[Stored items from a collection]
***
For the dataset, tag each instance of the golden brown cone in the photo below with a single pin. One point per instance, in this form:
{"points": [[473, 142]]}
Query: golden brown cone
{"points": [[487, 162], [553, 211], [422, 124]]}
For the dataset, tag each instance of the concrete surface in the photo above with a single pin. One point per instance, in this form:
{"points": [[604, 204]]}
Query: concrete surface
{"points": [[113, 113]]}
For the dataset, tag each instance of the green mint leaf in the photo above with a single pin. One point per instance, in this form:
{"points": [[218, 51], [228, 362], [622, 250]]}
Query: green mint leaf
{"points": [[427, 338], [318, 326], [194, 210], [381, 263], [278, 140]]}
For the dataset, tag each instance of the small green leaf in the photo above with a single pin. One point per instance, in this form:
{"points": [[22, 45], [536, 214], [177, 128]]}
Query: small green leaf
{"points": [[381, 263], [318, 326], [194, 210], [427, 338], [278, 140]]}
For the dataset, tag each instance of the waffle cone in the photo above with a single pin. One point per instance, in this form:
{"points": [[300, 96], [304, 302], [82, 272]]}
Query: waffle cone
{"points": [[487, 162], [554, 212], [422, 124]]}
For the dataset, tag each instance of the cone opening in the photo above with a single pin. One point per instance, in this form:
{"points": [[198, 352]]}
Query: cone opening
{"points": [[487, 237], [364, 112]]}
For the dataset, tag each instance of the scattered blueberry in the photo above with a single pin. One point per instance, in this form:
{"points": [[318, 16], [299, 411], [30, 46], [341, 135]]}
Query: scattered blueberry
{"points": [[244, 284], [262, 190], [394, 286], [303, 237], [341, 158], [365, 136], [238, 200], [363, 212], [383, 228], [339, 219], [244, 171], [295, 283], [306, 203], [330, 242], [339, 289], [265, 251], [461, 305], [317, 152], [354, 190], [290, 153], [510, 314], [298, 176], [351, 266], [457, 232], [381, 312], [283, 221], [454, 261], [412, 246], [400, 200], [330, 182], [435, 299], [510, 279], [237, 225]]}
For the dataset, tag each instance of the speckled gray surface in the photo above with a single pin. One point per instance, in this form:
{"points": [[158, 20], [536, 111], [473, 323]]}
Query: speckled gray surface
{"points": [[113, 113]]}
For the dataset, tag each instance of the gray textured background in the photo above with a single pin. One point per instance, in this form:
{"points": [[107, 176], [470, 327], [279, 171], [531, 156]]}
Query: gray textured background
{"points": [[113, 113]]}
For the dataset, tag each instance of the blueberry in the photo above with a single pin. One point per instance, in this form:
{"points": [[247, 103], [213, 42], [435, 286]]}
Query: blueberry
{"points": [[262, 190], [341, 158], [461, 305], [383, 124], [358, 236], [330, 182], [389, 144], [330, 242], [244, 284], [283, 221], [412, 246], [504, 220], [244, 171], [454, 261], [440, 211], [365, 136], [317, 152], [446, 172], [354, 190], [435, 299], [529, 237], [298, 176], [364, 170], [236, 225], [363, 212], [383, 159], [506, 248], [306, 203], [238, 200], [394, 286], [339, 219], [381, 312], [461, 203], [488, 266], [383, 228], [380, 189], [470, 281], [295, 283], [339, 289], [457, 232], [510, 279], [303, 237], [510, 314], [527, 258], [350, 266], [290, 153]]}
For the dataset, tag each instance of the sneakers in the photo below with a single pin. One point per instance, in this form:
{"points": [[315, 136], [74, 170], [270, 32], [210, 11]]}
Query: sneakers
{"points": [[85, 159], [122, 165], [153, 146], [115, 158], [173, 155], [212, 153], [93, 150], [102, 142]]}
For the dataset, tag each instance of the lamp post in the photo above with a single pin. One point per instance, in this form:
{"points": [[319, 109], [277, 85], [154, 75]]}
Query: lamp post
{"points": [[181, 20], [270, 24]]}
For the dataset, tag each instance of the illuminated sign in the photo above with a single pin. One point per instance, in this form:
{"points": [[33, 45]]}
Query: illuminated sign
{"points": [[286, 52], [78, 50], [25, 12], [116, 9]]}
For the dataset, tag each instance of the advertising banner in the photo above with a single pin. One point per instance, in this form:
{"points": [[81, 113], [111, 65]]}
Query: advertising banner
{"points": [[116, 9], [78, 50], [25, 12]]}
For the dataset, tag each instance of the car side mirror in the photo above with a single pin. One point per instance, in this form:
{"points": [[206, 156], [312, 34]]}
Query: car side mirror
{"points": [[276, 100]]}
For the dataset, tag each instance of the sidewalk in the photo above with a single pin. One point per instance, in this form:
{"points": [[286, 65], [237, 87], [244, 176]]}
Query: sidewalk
***
• _WRITTEN REQUEST_
All of the records must be retyped exactly as they are.

• _WORKED SOLUTION_
For the dataset, tag each instance of the golden brown cone in the photo below with a single pin. One point per instance, in this form:
{"points": [[473, 142]]}
Query: golden brown cone
{"points": [[487, 162], [553, 211], [422, 124]]}
For the dataset, tag each instance of the concrete surface in the photo above with a single pin. One point per instance, in this form:
{"points": [[604, 204]]}
Query: concrete surface
{"points": [[113, 113]]}
For the dataset, tag each instance of the green mint leaf in the photo above with a single pin. One point per instance, in this form:
{"points": [[218, 51], [228, 362], [622, 250]]}
Query: green mint leaf
{"points": [[427, 338], [318, 326], [194, 210], [381, 263], [278, 140]]}
For the dataset, tag each instance of the small green leaf in the photo above with a single pin. One point per instance, in this form:
{"points": [[22, 45], [536, 214], [177, 128]]}
Query: small green leaf
{"points": [[381, 263], [318, 326], [194, 210], [427, 338], [278, 140]]}
For the dataset, tag each instance of the waffle cone in the photo above with a single pin. One point per instance, in this form:
{"points": [[300, 96], [304, 302], [82, 272]]}
Query: waffle cone
{"points": [[487, 162], [554, 212], [422, 124]]}
For the dataset, tag each instance of the cone opening in the photo above with a single pin. One point per instance, in this form:
{"points": [[198, 352]]}
Query: cone opening
{"points": [[487, 237], [364, 112]]}
For the dataset, tag each instance of the scattered blueberry in the photo above with a single pin. One point per instance, in this form:
{"points": [[318, 16], [299, 411], [30, 46], [341, 135]]}
Query: scattered blueberry
{"points": [[244, 284], [262, 190], [394, 286], [303, 237], [341, 158], [365, 136], [238, 200], [363, 212], [383, 228], [339, 219], [244, 171], [295, 283], [306, 203], [330, 242], [339, 289], [265, 251], [461, 305], [317, 152], [354, 190], [290, 153], [510, 314], [298, 176], [351, 266], [457, 232], [381, 312], [283, 221], [454, 261], [412, 246], [400, 200], [330, 182], [435, 299], [510, 279], [237, 225]]}
For the dataset, tag each instance of the speckled gray surface in the photo above with a single pin. One point per instance, in this form:
{"points": [[158, 20], [536, 111], [473, 323]]}
Query: speckled gray surface
{"points": [[113, 113]]}
For the dataset, tag each instance of the gray textured background in the photo above with a single pin. One point per instance, in this form:
{"points": [[107, 176], [470, 327], [279, 171], [531, 156]]}
Query: gray textured background
{"points": [[113, 113]]}
For the dataset, tag each instance of the blueberry in the photo above with a single pin. One point per instance, in this form:
{"points": [[247, 103], [213, 42], [435, 286]]}
Query: blueberry
{"points": [[262, 190], [341, 158], [461, 305], [383, 124], [358, 236], [330, 182], [389, 144], [330, 242], [244, 284], [283, 221], [412, 246], [504, 220], [244, 171], [454, 261], [440, 211], [365, 136], [317, 152], [446, 172], [354, 190], [435, 299], [529, 237], [298, 176], [364, 170], [236, 225], [363, 212], [383, 159], [506, 248], [306, 203], [238, 200], [394, 286], [339, 219], [381, 312], [461, 203], [488, 266], [383, 228], [380, 189], [470, 281], [295, 283], [339, 289], [457, 232], [510, 279], [303, 237], [510, 314], [527, 258], [350, 266], [290, 153]]}
For the dataset, tag each instance of the sneakers in the photo below with a single pin. One point per instance, in this form:
{"points": [[315, 136], [74, 170], [270, 32], [210, 11]]}
Query: sneakers
{"points": [[85, 159], [122, 165], [153, 146], [115, 158], [173, 155], [212, 153], [93, 150], [102, 142]]}
For the dataset, tag each instance of the lamp post in the photo above with a single pin. One point per instance, in this form:
{"points": [[319, 109], [277, 85], [154, 75]]}
Query: lamp post
{"points": [[181, 20], [270, 24]]}
For the dataset, tag each instance of the illuminated sign in the photo above with a single pin. One point per instance, in this form:
{"points": [[33, 45]]}
Query: illuminated sign
{"points": [[286, 52], [78, 50], [25, 12], [116, 9]]}
For the dataset, tag each instance of the advertising banner in the photo above with a single pin. One point per instance, in this form:
{"points": [[81, 113], [111, 65]]}
Query: advertising banner
{"points": [[116, 9], [78, 50], [25, 12]]}
For the dataset, tag each instance of the car side mirror in the photo above with a single pin. One point per instance, in this form:
{"points": [[206, 156], [312, 34]]}
Query: car side mirror
{"points": [[276, 100]]}
For the dataset, tag each instance of the sidewalk in the photo above with a single pin. One point per instance, in this form:
{"points": [[286, 65], [237, 87], [244, 176]]}
Query: sidewalk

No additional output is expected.